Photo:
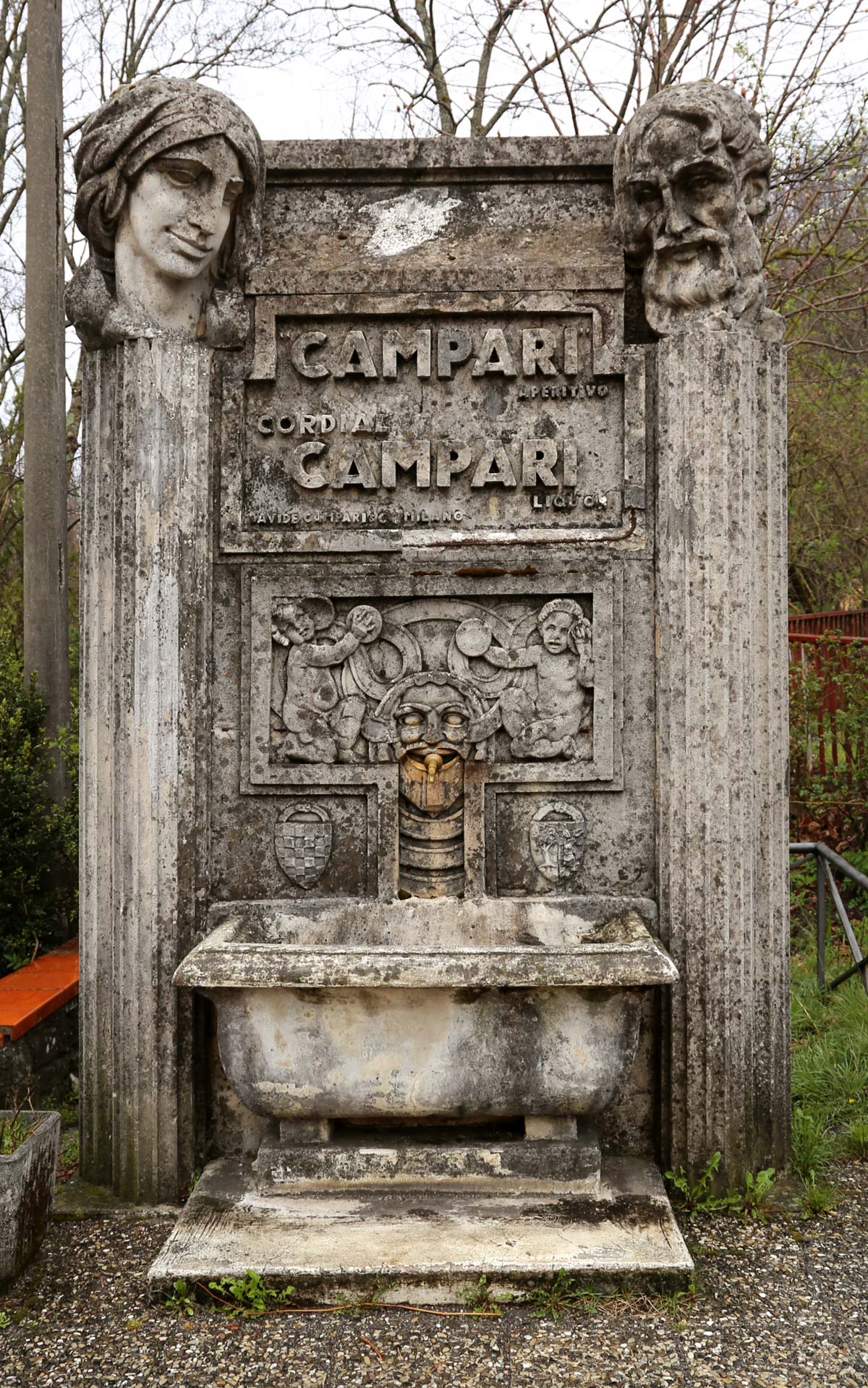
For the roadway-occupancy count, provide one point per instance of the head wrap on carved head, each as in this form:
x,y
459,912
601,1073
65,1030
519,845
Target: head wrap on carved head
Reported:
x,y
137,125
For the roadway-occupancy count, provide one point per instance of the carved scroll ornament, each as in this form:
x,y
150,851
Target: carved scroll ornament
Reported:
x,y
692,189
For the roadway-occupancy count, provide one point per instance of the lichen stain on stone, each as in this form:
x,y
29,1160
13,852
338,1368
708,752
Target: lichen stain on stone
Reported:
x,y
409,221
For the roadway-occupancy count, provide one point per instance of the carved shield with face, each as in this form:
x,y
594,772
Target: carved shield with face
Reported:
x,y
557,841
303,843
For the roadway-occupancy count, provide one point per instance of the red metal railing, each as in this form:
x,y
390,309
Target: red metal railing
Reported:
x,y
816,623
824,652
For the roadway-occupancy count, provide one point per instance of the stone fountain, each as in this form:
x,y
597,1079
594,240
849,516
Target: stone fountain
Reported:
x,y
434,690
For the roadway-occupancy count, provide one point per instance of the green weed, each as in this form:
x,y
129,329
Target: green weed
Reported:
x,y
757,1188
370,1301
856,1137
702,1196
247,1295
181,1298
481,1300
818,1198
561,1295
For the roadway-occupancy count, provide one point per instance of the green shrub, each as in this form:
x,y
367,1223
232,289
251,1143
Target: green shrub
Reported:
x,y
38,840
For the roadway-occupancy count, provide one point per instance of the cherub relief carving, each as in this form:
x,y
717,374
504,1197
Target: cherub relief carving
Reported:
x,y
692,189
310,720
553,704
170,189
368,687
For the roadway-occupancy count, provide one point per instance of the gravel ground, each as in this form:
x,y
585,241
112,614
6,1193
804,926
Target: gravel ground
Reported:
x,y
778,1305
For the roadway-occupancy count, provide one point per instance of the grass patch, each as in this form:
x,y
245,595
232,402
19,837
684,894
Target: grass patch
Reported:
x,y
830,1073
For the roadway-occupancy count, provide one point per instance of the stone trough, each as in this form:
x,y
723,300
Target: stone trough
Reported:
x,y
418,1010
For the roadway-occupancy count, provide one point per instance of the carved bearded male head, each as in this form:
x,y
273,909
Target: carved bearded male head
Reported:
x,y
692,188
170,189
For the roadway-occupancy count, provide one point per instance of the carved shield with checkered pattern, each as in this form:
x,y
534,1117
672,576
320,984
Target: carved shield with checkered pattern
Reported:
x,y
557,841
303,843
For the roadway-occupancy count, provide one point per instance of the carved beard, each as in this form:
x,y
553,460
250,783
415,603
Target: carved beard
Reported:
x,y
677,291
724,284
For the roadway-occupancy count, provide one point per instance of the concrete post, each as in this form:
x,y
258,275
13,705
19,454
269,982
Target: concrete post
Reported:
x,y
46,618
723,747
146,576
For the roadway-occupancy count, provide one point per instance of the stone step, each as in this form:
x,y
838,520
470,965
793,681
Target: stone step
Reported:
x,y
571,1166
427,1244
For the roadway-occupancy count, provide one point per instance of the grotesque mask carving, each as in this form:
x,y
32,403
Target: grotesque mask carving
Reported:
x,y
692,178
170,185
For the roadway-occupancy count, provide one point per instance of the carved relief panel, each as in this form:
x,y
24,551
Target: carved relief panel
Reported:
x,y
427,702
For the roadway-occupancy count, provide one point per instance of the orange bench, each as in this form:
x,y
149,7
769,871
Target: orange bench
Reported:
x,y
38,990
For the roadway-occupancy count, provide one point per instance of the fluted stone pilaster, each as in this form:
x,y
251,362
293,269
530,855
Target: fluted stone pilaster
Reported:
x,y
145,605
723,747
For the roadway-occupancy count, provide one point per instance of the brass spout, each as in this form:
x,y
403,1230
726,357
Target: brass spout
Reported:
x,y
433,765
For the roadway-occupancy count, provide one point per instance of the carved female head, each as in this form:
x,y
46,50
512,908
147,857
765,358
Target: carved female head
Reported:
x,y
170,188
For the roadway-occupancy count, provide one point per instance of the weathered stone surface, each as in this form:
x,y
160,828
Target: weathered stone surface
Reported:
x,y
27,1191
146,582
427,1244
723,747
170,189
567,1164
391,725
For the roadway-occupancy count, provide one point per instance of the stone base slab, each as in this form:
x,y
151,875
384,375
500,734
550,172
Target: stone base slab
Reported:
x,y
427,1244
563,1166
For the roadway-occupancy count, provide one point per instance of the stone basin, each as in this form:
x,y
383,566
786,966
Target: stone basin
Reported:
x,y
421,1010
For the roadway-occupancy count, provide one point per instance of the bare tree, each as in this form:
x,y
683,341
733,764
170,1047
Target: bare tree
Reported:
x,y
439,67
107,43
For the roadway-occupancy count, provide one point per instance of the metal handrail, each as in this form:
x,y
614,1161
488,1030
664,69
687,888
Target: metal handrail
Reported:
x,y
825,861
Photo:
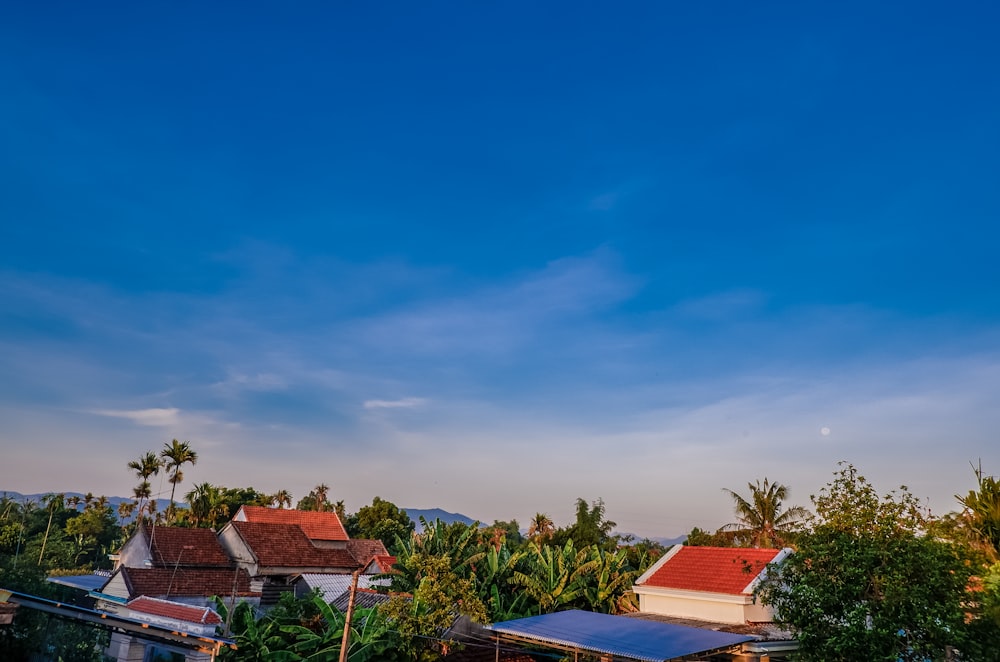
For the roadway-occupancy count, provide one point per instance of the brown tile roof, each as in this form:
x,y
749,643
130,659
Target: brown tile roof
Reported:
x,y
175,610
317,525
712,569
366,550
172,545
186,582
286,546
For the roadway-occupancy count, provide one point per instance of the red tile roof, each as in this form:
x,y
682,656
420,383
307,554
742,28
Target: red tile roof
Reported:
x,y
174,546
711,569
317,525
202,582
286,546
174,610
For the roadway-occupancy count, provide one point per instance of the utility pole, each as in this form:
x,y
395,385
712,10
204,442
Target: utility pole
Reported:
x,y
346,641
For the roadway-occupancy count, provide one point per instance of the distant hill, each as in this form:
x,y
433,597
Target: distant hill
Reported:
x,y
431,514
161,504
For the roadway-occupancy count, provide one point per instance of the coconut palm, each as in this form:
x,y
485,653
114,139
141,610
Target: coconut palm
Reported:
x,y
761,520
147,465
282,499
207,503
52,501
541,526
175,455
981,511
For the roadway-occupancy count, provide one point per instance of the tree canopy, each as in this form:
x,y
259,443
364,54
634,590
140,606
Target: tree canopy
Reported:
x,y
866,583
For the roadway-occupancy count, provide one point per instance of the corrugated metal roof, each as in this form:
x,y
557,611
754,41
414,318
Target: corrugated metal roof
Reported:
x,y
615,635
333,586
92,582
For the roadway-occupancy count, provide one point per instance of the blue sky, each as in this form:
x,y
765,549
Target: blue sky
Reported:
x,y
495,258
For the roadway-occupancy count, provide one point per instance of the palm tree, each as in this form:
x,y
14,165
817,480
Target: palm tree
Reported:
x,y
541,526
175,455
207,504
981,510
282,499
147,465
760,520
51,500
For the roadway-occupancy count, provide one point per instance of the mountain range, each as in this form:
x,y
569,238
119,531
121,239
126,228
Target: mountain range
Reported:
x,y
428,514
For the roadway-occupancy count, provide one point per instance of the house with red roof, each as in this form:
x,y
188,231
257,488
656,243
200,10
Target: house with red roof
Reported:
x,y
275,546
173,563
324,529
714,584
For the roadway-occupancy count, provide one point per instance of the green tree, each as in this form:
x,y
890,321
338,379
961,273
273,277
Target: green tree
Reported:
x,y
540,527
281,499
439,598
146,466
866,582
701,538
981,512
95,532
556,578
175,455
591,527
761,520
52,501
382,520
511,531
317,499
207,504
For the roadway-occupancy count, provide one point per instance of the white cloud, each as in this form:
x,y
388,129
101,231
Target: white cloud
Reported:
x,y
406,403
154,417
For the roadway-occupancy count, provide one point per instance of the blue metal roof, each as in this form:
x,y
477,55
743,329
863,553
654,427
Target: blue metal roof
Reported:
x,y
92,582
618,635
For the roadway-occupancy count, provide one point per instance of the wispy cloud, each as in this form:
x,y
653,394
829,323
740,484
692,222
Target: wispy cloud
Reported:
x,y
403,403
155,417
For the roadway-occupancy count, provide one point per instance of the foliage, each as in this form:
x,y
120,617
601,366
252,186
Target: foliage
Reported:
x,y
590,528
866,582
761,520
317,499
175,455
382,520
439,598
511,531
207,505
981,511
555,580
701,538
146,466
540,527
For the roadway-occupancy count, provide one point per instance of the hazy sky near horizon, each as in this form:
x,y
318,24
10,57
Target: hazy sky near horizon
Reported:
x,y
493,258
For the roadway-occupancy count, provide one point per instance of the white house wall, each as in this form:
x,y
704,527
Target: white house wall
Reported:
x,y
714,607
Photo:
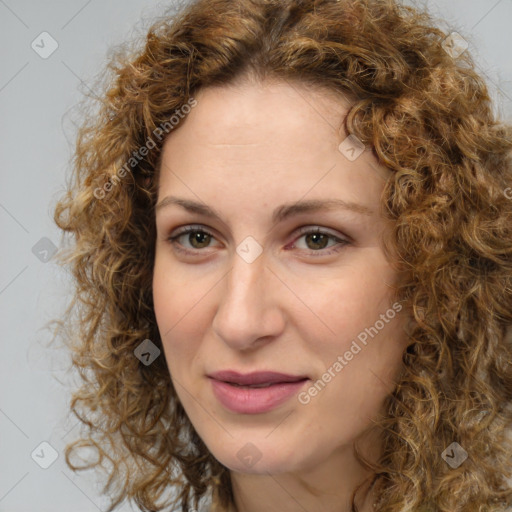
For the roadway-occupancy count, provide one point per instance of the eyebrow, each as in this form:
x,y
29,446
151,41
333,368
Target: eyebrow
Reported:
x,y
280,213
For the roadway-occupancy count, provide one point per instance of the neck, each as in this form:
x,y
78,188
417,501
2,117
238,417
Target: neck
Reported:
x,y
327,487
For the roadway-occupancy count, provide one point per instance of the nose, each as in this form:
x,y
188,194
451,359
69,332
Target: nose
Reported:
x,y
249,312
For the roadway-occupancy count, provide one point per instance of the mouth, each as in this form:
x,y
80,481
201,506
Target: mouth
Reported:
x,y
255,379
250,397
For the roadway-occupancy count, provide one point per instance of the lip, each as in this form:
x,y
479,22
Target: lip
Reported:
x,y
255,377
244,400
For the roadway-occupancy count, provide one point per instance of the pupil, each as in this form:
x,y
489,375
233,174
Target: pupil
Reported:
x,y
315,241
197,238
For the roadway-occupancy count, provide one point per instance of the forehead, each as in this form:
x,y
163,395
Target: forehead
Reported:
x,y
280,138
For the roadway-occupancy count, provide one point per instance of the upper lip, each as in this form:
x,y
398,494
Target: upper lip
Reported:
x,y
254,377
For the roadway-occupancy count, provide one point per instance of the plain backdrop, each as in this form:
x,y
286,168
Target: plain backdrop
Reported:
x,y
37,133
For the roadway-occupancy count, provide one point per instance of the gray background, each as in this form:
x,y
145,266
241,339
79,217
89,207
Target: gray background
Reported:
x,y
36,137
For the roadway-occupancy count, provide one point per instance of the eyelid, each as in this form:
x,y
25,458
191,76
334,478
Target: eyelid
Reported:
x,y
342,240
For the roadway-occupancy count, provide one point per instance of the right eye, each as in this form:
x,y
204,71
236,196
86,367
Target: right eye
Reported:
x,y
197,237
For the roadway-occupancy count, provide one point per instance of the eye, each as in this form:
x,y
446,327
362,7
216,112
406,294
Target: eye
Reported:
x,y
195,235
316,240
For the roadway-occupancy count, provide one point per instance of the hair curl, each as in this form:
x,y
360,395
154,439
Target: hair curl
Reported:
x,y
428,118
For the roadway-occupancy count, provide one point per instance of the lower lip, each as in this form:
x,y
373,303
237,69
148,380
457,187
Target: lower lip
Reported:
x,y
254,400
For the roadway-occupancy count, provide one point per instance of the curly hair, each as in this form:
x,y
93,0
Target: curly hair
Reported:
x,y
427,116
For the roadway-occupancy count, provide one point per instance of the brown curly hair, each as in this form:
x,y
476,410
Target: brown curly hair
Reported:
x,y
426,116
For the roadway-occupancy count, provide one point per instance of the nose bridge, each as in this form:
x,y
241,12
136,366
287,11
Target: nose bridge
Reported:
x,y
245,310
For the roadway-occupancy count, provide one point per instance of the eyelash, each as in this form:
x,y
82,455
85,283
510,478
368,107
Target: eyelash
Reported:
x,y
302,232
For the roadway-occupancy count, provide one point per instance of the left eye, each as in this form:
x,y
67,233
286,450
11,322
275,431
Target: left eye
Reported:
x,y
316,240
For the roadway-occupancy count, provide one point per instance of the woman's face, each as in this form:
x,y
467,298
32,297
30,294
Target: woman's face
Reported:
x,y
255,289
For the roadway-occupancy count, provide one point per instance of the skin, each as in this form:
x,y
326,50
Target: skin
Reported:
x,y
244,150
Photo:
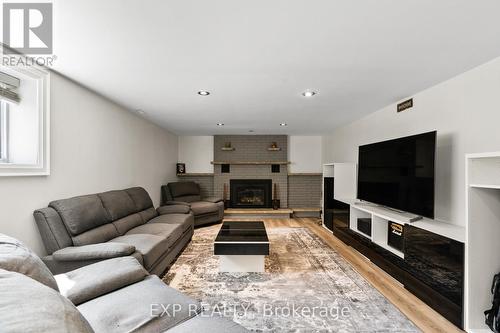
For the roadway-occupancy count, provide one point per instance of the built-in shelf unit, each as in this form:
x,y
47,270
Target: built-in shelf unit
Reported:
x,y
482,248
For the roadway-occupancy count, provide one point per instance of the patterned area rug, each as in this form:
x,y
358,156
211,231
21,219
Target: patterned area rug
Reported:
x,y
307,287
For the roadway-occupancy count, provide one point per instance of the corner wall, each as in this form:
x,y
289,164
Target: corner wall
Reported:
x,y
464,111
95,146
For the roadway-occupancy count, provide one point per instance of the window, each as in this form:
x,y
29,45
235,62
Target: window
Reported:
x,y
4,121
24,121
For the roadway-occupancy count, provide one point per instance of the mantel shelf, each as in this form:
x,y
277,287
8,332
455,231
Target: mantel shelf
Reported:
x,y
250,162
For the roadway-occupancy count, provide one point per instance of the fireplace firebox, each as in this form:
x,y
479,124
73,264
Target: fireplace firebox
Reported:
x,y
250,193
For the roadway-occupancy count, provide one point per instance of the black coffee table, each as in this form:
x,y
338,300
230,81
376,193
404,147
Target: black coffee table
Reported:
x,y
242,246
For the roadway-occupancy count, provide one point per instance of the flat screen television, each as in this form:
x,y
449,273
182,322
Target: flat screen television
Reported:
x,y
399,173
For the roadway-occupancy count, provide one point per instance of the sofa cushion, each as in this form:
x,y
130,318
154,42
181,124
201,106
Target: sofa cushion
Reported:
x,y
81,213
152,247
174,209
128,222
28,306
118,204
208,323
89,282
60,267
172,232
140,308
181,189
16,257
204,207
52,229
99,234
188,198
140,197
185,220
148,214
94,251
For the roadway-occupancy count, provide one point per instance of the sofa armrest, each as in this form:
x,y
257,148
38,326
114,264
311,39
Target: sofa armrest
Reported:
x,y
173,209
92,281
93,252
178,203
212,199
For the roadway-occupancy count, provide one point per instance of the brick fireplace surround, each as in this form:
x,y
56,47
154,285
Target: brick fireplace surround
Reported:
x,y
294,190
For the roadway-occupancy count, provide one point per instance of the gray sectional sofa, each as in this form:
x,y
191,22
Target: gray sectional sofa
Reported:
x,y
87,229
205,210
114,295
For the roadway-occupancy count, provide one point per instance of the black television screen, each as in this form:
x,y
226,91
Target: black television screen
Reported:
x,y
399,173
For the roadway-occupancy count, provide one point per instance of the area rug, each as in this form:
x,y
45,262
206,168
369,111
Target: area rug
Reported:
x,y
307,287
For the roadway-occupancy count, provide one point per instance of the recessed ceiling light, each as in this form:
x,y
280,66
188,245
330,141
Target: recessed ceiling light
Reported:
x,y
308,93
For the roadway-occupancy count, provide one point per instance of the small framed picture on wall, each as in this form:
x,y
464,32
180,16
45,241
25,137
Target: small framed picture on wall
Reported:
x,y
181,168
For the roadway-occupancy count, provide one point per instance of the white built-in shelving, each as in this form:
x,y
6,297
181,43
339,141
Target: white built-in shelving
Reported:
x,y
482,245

○ ○ ○ ○ ○

Copy only the stretch running from the line containing "of the area" to the final line of the entries, both ends included, exactly as it stands.

Response
For the roadway-occupancy count, provide one point per instance of the area rug, each as in this form:
x,y
45,262
206,168
369,111
Target: area rug
Reported:
x,y
307,287
For the roadway-occupancy count, provide one point per instance of the recessed ceiling light, each as in this form:
x,y
280,66
188,245
330,141
Target: recessed ceiling light
Reported:
x,y
308,93
For the roadway-occupancy count, provide one point per instance of the small framed picture on wall, each as in this form:
x,y
464,32
180,16
45,241
25,137
Target: small framed picture on wall
Reported:
x,y
181,168
For the roadway-occupancy count, provide one point per instance of the white built-in shelving, each as in this form:
x,y
6,297
181,43
339,141
Target: white built-in shelving
Reported:
x,y
482,245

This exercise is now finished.